| Stated task 1 |
Gather every line of the records below that contains the string "along", treating uppercase and lowercase letters as distinct.

-- Begin Source excerpt --

How Alpina went from typewriters to high-octane autobahn-burners

If Nardi had done a better job tuning Burkard Bovensiepen’s Fiat 1500 in the early 1960s, he might have reluctantly taken over the typewriter-making business founded by his parents, or continued his career in car sales and stockbroking. The crippling engine failure that prematurely ended a trans-alpine trek from Italy to Germany in his Fiat completely changed the course of his professional life, leading him to found a beloved niche manufacturer of asphalt-eating BMWs—Alpina.

Bovensiepen’s oldest son, Andreas, runs Alpina these days. He’s one of the most laid-back and approachable executives I’ve ever met in the automotive industry. The energetic, fast-talking German jumps from topic to topic as he reflects on how a need for speed, an Italian-flavored mechanical breakdown, and a little bit of luck helped his father launch BMW’s go-to performance partner.

Burkard Bovensiepen began looking for a high-performance sedan after accepting he couldn’t comfortably fit three children in his Porsche 356. Finding a four-door model that was quick, dynamic, reliable, and reasonably affordable was almost impossible during the early 1960s, especially in Europe where the terms “muscle” and “car” were mutually exclusive. However it was much easier in those days to legally squeeze more power out of an engine than today.

-- End Source excerpt --

| Stated task 2 |
Render this sentence from the article on Alpina above in French: "Bovensiepen’s oldest son, Andreas, runs Alpina these days."

-- Begin Material for this exercise --

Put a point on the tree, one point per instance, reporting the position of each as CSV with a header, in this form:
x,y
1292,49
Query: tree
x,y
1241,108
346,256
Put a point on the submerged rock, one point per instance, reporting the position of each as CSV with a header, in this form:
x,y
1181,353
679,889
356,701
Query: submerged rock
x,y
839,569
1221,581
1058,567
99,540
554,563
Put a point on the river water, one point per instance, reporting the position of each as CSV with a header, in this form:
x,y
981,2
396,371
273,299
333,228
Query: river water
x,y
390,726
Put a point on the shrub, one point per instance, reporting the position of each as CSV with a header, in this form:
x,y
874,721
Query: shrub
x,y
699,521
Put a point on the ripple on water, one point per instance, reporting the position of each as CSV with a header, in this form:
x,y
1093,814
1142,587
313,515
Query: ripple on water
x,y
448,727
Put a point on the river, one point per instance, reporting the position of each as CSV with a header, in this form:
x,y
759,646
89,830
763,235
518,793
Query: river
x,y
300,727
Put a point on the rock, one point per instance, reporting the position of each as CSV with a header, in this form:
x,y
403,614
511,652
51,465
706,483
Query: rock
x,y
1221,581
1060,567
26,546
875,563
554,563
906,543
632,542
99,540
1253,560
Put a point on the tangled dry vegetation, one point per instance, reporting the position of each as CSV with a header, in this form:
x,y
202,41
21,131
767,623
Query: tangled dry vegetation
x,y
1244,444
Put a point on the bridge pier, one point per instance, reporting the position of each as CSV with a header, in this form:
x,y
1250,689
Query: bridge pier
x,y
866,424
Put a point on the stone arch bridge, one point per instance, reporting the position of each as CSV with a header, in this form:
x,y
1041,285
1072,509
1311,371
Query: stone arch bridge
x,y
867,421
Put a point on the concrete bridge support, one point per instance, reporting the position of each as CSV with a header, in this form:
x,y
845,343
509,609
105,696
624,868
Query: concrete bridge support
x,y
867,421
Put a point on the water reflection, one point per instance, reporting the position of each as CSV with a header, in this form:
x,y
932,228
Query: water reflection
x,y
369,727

-- End Material for this exercise --
-- Begin Material for this exercise --

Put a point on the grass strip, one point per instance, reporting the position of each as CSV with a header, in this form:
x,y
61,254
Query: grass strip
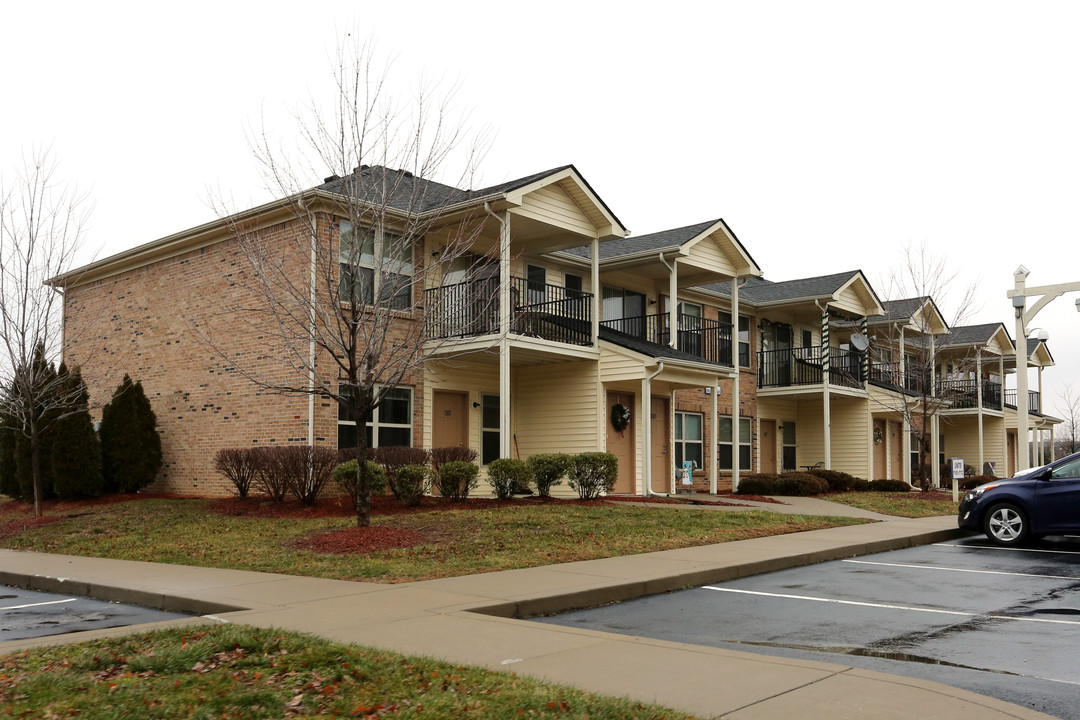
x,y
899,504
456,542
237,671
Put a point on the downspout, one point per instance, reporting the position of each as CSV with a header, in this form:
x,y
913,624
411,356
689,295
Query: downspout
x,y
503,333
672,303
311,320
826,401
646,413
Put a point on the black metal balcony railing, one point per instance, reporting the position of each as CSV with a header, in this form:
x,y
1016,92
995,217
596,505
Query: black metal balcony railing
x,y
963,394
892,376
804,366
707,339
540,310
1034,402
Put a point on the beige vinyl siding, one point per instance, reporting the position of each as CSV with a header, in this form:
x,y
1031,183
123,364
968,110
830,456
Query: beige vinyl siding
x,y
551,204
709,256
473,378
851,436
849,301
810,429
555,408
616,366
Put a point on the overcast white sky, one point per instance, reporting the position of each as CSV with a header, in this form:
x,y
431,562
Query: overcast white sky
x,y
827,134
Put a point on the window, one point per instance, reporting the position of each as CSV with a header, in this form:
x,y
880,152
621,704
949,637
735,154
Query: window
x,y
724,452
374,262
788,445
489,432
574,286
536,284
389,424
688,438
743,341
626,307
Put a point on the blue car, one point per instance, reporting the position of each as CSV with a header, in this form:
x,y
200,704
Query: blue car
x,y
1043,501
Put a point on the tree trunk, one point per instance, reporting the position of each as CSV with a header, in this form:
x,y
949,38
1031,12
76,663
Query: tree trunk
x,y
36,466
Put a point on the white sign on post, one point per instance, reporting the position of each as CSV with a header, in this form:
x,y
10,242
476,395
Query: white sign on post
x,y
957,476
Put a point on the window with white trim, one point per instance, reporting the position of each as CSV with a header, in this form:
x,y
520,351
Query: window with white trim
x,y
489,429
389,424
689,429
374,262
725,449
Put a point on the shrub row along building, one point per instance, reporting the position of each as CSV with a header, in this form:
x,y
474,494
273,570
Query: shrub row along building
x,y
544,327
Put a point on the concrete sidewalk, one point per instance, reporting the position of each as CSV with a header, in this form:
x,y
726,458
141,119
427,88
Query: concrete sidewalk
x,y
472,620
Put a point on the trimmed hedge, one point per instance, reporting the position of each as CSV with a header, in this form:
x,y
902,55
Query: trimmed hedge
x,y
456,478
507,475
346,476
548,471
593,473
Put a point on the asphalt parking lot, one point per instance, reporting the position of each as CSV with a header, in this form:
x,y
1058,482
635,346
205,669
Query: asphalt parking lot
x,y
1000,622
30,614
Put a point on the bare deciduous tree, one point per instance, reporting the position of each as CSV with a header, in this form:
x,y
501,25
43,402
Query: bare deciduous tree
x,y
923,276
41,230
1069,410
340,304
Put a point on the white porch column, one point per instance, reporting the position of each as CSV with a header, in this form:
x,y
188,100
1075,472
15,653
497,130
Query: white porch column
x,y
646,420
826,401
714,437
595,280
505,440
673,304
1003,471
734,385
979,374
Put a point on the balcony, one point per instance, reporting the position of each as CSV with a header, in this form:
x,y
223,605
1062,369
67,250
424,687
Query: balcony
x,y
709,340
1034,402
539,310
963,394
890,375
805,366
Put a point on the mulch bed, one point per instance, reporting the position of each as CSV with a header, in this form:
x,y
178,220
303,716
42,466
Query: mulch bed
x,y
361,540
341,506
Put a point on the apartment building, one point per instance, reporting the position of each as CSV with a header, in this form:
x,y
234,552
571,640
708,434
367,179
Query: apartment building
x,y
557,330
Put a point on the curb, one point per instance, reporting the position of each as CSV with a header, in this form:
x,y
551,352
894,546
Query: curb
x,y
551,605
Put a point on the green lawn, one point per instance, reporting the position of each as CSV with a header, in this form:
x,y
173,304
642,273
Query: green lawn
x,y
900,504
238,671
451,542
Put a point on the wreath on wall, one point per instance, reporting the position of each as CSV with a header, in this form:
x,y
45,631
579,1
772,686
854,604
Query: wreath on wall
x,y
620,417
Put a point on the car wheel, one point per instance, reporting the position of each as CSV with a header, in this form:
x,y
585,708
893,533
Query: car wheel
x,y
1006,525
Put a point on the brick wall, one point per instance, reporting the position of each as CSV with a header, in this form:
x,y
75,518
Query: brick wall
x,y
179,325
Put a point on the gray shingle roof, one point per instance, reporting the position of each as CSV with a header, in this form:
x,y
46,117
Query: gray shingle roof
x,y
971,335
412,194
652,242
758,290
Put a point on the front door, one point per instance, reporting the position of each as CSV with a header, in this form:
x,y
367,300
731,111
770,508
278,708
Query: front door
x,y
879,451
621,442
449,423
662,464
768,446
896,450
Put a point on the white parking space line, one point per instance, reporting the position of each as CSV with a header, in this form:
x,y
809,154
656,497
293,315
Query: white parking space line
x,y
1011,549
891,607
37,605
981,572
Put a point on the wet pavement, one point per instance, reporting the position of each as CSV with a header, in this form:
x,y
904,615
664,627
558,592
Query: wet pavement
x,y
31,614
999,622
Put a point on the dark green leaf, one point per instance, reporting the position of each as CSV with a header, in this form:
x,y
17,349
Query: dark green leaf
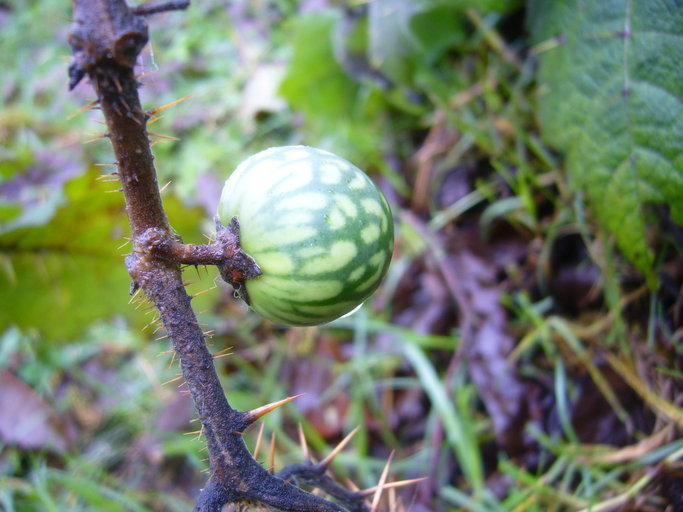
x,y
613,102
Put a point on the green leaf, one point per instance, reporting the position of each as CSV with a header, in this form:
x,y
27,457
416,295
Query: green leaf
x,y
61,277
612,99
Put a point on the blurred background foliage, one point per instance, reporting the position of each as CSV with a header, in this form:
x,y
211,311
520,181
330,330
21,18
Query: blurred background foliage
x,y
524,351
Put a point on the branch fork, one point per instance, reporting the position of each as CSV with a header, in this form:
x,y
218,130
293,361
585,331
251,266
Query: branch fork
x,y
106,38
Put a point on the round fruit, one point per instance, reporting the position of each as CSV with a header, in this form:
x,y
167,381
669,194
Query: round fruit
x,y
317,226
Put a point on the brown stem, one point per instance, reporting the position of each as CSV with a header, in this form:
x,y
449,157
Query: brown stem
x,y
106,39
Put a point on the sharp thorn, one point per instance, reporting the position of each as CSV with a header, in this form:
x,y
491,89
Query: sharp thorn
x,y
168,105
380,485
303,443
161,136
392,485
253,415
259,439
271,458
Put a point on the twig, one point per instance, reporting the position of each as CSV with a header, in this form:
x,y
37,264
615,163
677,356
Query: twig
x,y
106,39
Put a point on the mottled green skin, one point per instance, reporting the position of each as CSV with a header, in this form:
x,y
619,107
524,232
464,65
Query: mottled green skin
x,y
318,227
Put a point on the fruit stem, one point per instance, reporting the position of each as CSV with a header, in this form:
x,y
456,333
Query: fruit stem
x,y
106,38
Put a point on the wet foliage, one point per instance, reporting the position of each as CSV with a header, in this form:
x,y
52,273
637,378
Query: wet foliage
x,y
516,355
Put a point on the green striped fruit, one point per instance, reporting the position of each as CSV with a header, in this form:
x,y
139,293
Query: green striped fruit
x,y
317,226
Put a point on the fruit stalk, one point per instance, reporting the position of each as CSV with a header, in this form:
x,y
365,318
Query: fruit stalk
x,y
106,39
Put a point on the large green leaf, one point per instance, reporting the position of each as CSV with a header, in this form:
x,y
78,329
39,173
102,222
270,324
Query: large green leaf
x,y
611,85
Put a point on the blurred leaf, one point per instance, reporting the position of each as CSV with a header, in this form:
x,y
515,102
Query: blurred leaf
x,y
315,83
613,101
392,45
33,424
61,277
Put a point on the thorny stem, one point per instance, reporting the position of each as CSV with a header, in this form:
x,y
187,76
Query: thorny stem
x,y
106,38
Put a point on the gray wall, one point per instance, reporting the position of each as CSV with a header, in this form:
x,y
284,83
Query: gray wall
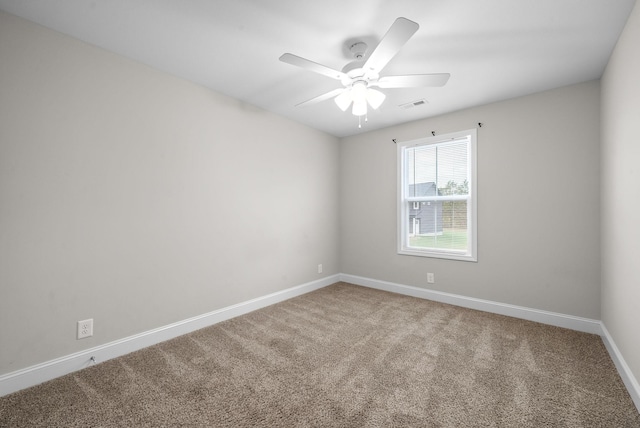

-- End Material for this exercise --

| Correct response 1 |
Put a point on the shrub row along building, one point per instance, reporting the position of each as CSV with a header, in this form:
Query: shrub row along building

| Correct response 2 |
Le fils aîné de Bovensiepen, Andreas, dirige aujourd’hui Alpina.